▶ **ZIEL DER AUFGABE A**: Gib aus dem Text über das Musikhören den Abschnitt von „Natürlich gabs mehr“ bis „zur Reparatur war.“ wortgetreu zurück.

▶ **ANGEZEIGTER TEXT**:
★ ★ ★ ★ ★ ★ ★
Was noch zu sagen wär:

Natürlich gabs mehr als diese 10: Die Ostrockplaylist von neulich, Dions Blues-Album, eine kurze Rory-Rückbesinnung, bissl Eagles, Doobie Broth., good old Waylon dann und wann – aber alles kurz; ein-zweimal, dann back to Schrank again.

Und so nehmen die Phasen zu, wo gar nichts läuft. Das kann dann auch schon mal ne ganze Woche sein. Mit 30 wär‘ das nie passiert!

Mit 17 hatte ich Entzugserscheinungen, wenn der „Jupiter“ zur Reparatur war.

„Tschä-tschä-tschä-Tschäjndsches!“ wie mein alter Kumpel Bowie sang.

„Für immer juuuuuuuuuung!“ vom Ambros, zieht (in der Live-Version) zwar Tränen, aber stimmt eben nicht.

Oald wurn sammer.
★ ★ ★ ★ ★ ★ ★
(Extrahierte Dateneinträge)
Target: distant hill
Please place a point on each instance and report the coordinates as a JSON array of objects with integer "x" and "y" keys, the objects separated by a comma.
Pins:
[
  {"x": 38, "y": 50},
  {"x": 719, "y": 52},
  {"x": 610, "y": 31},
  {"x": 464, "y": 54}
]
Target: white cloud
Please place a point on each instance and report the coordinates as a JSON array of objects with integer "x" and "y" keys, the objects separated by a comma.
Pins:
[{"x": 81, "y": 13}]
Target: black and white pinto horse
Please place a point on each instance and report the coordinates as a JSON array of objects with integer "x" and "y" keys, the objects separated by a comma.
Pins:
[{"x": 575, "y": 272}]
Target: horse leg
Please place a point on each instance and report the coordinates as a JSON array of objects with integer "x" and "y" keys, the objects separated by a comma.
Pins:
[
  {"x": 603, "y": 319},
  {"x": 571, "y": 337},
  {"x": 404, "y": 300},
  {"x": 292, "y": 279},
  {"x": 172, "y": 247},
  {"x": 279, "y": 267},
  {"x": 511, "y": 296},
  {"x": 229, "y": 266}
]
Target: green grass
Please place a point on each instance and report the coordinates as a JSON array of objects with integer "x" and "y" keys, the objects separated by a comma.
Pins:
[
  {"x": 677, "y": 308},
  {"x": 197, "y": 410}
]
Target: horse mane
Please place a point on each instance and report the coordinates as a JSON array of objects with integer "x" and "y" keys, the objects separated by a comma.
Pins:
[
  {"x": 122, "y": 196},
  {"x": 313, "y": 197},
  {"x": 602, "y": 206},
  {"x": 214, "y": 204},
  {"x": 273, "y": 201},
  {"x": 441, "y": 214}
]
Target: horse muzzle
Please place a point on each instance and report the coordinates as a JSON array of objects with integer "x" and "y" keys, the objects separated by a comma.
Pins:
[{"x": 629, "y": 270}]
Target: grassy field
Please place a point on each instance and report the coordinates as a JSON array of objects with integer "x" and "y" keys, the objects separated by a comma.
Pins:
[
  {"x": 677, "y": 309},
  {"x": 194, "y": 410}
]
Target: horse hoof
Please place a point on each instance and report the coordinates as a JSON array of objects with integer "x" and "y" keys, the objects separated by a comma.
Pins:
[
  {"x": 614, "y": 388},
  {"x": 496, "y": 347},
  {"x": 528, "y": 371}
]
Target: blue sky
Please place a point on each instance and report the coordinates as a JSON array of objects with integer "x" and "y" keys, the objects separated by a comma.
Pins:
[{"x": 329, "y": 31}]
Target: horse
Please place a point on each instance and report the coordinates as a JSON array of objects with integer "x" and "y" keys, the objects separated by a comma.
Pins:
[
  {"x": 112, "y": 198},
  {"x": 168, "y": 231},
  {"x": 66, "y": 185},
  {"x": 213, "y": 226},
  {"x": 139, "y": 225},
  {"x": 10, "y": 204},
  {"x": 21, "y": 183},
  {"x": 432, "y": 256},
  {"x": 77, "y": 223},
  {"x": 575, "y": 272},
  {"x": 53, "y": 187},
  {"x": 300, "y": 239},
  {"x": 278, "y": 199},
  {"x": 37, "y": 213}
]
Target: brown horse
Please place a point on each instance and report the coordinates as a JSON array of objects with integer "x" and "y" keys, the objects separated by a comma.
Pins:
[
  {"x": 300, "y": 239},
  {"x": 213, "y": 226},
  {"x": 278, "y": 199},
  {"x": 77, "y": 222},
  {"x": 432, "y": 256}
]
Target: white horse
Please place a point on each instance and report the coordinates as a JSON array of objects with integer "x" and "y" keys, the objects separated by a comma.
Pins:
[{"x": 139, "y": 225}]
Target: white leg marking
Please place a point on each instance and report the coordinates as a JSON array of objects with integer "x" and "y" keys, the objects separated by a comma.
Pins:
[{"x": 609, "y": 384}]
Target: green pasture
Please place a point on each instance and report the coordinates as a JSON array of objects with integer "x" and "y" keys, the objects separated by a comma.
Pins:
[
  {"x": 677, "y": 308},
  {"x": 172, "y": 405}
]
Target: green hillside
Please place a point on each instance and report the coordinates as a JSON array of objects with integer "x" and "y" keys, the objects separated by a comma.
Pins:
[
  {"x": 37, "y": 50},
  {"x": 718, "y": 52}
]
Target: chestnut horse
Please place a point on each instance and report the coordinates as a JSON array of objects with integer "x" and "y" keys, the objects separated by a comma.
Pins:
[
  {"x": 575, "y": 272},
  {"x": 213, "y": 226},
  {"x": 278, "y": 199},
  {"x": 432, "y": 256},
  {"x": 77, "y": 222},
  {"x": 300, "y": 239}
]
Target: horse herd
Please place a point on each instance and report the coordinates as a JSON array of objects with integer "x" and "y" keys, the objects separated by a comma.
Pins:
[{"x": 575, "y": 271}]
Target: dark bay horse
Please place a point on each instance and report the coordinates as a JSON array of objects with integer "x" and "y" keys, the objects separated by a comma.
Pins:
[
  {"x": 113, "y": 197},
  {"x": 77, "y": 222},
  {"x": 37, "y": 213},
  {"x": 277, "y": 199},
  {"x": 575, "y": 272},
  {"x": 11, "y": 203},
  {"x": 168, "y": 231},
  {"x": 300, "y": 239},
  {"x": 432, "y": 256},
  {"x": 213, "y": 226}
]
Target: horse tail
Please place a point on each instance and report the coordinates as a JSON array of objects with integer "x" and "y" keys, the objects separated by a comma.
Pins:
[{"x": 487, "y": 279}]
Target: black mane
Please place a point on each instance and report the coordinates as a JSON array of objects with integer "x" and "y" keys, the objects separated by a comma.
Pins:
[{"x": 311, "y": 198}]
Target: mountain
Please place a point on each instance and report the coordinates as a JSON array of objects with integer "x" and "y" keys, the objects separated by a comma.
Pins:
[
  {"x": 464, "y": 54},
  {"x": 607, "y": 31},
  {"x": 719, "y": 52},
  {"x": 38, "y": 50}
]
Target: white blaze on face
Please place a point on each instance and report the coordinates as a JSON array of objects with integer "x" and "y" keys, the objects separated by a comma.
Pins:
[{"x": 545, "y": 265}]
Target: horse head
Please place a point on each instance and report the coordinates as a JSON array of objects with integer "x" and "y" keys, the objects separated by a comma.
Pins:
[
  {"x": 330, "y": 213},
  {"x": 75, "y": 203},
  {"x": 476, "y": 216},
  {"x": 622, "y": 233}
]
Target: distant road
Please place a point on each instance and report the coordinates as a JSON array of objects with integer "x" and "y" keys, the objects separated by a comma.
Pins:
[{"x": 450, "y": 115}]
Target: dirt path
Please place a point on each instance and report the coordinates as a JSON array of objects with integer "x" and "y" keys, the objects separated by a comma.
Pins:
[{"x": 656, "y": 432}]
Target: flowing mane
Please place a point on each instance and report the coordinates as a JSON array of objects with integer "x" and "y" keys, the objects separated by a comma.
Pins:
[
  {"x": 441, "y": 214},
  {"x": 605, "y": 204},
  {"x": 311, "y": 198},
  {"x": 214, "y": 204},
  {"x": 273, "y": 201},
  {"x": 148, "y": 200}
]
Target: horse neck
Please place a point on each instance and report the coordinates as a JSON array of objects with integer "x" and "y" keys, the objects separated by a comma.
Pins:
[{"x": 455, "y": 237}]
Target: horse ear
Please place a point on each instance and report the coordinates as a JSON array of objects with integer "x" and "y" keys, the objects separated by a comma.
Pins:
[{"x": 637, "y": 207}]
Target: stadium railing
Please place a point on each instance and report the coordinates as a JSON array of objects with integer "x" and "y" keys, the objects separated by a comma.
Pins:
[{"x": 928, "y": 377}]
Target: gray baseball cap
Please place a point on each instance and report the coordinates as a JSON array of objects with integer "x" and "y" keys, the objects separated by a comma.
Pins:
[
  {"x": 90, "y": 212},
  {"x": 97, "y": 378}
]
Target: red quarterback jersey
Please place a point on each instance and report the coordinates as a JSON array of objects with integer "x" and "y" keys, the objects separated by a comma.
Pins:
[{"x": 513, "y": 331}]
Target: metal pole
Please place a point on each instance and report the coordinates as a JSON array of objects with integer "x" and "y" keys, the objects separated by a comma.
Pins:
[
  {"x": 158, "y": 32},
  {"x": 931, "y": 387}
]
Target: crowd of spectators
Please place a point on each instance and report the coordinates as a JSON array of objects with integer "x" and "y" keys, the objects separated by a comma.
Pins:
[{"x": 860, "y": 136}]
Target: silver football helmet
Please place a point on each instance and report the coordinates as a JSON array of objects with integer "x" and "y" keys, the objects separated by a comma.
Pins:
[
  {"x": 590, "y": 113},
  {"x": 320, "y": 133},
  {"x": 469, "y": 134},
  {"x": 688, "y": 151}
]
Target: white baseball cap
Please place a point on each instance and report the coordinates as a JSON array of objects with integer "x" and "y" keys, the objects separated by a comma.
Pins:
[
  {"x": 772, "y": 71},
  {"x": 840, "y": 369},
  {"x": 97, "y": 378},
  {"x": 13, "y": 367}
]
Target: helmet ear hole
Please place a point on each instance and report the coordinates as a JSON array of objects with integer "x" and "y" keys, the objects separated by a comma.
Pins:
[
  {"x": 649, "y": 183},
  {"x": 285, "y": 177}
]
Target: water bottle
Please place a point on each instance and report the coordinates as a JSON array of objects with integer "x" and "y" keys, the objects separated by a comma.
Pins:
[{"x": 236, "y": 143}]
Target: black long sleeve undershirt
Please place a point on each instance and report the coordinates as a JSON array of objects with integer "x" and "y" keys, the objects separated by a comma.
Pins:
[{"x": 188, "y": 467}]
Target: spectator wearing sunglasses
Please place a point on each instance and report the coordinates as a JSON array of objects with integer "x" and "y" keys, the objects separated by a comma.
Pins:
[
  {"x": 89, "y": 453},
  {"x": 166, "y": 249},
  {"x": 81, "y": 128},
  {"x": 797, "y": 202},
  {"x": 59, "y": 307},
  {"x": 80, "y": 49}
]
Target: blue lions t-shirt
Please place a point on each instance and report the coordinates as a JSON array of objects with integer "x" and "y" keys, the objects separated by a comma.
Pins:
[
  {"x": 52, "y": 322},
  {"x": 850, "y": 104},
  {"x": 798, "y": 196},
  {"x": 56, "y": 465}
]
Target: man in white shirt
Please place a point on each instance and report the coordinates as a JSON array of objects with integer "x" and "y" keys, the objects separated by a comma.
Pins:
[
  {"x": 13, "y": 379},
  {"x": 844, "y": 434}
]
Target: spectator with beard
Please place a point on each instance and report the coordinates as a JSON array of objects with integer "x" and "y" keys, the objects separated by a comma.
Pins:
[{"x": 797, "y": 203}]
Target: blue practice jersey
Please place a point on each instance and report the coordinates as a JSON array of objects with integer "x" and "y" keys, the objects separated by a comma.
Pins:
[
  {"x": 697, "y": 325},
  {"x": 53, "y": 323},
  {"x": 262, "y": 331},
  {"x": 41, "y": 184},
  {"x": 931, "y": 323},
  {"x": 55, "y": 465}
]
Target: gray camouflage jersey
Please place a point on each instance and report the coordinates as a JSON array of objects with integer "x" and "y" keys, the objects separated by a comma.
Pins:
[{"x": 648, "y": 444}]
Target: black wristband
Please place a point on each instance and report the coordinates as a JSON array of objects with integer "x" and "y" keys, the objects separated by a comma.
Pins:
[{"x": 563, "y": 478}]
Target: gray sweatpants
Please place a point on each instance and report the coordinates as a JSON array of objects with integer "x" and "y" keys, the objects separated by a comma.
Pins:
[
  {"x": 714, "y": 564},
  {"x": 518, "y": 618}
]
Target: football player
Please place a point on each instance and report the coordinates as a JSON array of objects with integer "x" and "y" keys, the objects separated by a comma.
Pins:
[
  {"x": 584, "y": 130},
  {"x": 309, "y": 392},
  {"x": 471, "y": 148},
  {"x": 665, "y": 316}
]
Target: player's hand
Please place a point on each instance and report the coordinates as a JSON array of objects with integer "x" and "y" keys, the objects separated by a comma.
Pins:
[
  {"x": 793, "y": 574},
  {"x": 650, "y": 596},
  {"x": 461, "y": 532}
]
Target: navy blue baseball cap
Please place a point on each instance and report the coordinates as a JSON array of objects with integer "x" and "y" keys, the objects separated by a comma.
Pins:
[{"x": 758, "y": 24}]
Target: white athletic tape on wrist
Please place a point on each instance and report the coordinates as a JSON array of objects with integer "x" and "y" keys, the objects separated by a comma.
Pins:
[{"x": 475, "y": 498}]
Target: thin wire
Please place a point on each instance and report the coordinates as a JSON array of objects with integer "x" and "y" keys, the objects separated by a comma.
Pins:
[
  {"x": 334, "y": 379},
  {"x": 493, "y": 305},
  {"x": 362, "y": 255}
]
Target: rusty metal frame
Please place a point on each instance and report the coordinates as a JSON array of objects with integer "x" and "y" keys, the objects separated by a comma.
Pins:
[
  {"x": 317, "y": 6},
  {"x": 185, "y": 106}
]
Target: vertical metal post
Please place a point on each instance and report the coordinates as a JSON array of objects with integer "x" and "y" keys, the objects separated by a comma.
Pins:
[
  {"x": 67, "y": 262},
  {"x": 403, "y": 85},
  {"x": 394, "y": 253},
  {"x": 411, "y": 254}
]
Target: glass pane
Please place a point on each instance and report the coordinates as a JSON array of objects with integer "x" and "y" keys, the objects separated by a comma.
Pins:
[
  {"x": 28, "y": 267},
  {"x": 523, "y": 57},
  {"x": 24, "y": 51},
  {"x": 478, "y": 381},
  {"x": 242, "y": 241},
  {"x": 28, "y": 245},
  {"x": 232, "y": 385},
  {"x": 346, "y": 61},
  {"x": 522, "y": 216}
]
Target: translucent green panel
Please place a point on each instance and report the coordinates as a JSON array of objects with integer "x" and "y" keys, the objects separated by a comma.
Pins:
★ ★ ★ ★ ★ ★ ★
▶ **ZIEL DER AUFGABE B**: Liefere jede Zeile der Datensätze zurück, in der die Zeichenfolge „mane“ vorkommt. Groß- und Kleinschreibung zählt.

▶ **ERGEBNIS A**:
Natürlich gabs mehr als diese 10: Die Ostrockplaylist von neulich, Dions Blues-Album, eine kurze Rory-Rückbesinnung, bissl Eagles, Doobie Broth., good old Waylon dann und wann – aber alles kurz; ein-zweimal, dann back to Schrank again.

Und so nehmen die Phasen zu, wo gar nichts läuft. Das kann dann auch schon mal ne ganze Woche sein. Mit 30 wär‘ das nie passiert!

Mit 17 hatte ich Entzugserscheinungen, wenn der „Jupiter“ zur Reparatur war.

▶ **ERGEBNIS B**:
Target: horse mane
Target: black mane
Target: flowing mane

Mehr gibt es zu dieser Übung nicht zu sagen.